━━ Extracted data

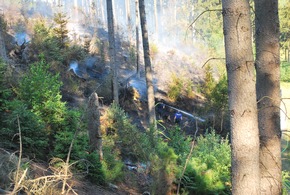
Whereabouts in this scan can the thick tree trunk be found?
[139,0,156,128]
[88,93,103,159]
[107,0,119,104]
[255,0,282,195]
[222,0,260,195]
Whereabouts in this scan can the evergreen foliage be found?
[0,100,48,159]
[183,131,231,194]
[19,59,66,134]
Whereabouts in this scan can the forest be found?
[0,0,290,195]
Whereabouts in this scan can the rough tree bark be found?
[135,0,140,77]
[222,0,260,195]
[255,0,282,195]
[87,93,103,160]
[139,0,156,128]
[107,0,119,104]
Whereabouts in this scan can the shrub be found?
[102,139,124,182]
[182,131,231,194]
[149,43,158,60]
[86,152,106,185]
[150,138,179,194]
[281,62,290,82]
[168,126,191,165]
[0,100,48,159]
[19,60,66,134]
[168,74,184,101]
[107,103,151,161]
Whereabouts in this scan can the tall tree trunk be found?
[222,0,260,195]
[255,0,282,194]
[88,93,103,159]
[139,0,156,128]
[125,0,132,42]
[135,0,140,77]
[154,0,159,42]
[0,14,8,62]
[107,0,119,104]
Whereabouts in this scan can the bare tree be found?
[254,0,282,194]
[88,92,103,159]
[222,0,260,195]
[107,0,119,104]
[139,0,156,127]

━━━━

• To do
Convert the rows above into a JSON list of strings, one string per line with blank lines omitted, starting at the line containing "Whereabouts in this scan can the evergreen" and ending at the line containing "[107,103,151,161]". Include only those lines.

• Result
[
  "Whereabouts in this scan can the evergreen foliage be found?",
  "[0,100,48,159]",
  "[183,131,231,194]",
  "[19,59,66,134]",
  "Whereabouts in this scan can the forest be found?",
  "[0,0,290,195]",
  "Whereabouts in this scan can the rough tree bark be found?",
  "[135,0,140,77]",
  "[222,0,260,195]",
  "[255,0,282,195]",
  "[87,93,103,160]",
  "[139,0,156,128]",
  "[107,0,119,104]",
  "Whereabouts in this scan can the shrub be found?",
  "[102,139,124,182]",
  "[182,131,231,194]",
  "[149,43,158,60]",
  "[86,152,106,185]",
  "[150,138,179,194]",
  "[281,62,290,82]",
  "[168,126,191,165]",
  "[0,100,48,159]",
  "[19,60,66,134]",
  "[168,74,184,101]",
  "[107,103,151,161]"
]